PROBLEM DETAILS: What is needed is an exact copy of the lines in the listing below, from the one with "point: garage door -- drop" up to and including the one with "Target: orange license plate", with no other lines.

SOURCE MATERIAL:
※ ※ ※
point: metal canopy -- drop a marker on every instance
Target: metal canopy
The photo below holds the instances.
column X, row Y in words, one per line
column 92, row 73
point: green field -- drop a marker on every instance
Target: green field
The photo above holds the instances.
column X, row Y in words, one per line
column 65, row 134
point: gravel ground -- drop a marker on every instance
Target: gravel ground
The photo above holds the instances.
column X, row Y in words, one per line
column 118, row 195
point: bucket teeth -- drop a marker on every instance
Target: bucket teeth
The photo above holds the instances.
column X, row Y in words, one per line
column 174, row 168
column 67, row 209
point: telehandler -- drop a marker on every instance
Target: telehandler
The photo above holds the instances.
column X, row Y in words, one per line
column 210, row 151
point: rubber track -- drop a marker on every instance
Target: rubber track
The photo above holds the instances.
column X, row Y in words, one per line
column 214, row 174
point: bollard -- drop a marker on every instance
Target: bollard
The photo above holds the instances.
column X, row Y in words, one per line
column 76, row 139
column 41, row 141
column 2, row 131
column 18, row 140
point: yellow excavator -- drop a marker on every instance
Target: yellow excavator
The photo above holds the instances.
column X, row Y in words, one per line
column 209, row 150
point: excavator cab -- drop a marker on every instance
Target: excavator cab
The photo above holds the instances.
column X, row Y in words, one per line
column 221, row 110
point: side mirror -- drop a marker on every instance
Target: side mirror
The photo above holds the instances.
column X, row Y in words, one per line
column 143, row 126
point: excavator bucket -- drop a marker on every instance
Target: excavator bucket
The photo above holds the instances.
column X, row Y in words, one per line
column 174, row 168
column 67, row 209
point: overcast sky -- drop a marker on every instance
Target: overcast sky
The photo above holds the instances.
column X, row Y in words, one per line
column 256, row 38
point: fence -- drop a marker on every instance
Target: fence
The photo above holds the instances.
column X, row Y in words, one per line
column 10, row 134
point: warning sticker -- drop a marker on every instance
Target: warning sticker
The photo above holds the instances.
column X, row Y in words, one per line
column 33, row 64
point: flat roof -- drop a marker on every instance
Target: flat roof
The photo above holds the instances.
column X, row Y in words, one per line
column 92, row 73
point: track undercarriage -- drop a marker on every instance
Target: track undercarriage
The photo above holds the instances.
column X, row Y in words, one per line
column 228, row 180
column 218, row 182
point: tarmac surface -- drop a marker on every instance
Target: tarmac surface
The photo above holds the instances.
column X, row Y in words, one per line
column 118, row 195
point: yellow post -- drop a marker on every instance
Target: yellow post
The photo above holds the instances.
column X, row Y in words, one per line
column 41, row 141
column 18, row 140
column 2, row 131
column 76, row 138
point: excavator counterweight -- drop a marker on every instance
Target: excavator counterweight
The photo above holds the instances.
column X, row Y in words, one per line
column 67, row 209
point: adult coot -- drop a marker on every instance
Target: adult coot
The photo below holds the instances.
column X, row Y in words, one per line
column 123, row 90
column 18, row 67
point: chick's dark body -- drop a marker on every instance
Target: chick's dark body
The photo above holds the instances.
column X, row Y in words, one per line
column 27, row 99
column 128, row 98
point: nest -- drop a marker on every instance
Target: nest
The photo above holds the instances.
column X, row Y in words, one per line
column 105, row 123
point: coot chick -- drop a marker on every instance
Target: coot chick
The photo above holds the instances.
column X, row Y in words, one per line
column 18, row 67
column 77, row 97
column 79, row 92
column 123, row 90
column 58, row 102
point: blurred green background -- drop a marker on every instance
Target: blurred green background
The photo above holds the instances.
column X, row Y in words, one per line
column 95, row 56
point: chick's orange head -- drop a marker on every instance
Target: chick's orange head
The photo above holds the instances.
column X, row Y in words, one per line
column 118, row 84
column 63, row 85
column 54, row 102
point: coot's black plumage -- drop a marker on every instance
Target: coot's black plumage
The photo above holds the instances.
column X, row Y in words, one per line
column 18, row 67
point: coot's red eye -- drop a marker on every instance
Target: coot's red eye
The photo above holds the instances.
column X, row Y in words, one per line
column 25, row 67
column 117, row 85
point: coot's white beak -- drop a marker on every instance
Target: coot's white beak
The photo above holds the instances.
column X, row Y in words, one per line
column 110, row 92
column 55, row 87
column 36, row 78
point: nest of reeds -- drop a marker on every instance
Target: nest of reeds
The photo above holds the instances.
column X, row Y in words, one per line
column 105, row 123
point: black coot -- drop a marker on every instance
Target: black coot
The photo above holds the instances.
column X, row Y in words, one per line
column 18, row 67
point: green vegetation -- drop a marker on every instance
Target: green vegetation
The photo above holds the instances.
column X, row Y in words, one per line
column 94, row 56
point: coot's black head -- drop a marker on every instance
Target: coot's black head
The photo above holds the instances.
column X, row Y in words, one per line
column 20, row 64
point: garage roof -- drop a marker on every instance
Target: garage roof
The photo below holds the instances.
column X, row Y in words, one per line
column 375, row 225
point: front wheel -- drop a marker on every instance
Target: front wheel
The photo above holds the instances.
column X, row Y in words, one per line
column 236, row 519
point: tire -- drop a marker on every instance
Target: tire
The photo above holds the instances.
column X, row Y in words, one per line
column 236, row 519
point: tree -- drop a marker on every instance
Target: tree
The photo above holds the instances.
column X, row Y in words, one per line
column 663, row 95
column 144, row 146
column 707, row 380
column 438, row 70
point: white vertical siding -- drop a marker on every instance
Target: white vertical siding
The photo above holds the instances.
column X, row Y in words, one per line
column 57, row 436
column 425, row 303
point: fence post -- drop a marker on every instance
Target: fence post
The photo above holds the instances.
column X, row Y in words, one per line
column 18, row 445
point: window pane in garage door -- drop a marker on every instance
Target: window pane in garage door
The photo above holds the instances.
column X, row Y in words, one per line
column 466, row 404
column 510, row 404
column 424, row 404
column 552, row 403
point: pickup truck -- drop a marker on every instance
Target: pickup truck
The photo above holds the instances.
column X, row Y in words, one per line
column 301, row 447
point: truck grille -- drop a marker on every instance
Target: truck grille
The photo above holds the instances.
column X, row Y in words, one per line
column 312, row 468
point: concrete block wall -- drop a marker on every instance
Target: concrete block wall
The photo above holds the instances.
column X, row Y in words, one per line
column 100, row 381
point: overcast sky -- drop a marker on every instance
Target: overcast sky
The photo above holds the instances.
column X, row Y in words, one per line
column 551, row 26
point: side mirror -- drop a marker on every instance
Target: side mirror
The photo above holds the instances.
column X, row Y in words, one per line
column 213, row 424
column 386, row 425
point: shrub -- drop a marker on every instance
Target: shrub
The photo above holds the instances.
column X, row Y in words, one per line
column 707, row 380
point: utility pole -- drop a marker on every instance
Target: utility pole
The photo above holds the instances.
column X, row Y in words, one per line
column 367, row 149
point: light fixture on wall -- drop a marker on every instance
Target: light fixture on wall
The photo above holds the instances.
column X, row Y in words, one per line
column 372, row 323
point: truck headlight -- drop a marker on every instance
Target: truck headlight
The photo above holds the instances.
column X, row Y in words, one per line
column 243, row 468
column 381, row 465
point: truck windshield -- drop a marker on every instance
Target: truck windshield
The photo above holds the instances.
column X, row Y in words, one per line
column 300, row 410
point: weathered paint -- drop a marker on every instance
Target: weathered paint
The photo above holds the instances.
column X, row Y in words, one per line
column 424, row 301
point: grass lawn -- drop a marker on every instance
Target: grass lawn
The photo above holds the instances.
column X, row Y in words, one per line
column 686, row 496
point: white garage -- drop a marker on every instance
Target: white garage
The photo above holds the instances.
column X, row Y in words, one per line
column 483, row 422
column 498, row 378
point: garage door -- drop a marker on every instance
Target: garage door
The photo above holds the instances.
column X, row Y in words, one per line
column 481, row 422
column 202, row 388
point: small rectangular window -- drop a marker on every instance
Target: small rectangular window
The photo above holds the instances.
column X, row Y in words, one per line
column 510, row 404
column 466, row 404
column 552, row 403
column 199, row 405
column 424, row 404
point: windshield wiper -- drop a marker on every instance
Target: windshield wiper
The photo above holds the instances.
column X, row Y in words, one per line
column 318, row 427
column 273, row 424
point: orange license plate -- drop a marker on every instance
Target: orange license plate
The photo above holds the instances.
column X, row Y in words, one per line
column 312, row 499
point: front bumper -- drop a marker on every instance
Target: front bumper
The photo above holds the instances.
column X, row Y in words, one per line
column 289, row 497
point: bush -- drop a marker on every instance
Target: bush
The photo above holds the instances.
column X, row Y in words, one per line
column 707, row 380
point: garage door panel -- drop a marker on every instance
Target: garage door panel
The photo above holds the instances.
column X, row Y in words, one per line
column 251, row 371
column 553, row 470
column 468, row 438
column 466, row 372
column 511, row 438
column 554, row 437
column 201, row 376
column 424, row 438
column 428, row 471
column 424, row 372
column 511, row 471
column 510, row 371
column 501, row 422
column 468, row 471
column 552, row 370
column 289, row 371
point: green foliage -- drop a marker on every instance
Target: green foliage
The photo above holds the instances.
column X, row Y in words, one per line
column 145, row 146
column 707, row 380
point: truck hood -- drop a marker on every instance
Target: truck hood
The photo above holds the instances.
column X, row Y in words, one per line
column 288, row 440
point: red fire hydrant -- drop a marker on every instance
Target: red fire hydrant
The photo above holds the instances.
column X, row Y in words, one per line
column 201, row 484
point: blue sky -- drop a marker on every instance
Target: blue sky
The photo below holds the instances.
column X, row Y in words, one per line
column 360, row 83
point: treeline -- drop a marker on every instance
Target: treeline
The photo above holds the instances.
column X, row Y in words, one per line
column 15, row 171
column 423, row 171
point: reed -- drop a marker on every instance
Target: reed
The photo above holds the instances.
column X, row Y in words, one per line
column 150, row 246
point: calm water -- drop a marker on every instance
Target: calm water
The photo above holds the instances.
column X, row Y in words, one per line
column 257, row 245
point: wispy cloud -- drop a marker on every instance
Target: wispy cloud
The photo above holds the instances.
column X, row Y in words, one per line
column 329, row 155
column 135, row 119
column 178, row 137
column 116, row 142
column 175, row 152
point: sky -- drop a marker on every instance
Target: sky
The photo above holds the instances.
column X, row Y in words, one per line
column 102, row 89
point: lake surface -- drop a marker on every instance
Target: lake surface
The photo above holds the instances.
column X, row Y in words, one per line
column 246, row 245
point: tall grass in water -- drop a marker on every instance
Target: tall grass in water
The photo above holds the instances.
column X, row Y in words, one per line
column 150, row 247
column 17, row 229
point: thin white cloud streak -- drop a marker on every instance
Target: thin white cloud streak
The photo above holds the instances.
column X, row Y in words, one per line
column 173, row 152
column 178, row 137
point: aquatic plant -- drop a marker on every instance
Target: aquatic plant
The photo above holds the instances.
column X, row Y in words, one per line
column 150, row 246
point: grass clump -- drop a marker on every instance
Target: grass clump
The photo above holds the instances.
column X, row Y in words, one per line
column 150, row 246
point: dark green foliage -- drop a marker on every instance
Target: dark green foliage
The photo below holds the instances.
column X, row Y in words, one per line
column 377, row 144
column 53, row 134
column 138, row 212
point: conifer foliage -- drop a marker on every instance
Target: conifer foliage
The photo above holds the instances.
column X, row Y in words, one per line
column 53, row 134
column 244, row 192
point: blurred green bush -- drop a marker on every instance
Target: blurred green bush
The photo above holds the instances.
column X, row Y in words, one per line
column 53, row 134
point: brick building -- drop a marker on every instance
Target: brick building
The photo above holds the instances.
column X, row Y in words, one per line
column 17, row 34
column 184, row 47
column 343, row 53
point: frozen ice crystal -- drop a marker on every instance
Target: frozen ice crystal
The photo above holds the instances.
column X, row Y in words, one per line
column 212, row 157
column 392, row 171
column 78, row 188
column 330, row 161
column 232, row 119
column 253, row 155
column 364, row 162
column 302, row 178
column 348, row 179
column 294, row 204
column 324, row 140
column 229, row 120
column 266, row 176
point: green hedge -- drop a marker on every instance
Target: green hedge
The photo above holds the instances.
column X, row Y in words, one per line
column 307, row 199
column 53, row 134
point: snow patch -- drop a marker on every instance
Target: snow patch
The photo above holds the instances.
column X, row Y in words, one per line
※ ※ ※
WRITTEN REPLY:
point: garage door -- drop a marker on every instance
Target: garage door
The photo above holds the instances.
column X, row Y in words, one per line
column 481, row 422
column 202, row 388
point: small rectangular window -- drop a marker on every instance
Target: small rectangular window
The photo above holds the instances.
column X, row Y in words, one per line
column 510, row 404
column 466, row 404
column 552, row 403
column 199, row 405
column 424, row 404
point: windshield wiper -- drop a marker on every instance
Target: windshield wiper
The photo above holds the instances.
column X, row Y in words, one per line
column 318, row 427
column 273, row 424
point: orange license plate -- drop a marker on every instance
Target: orange license plate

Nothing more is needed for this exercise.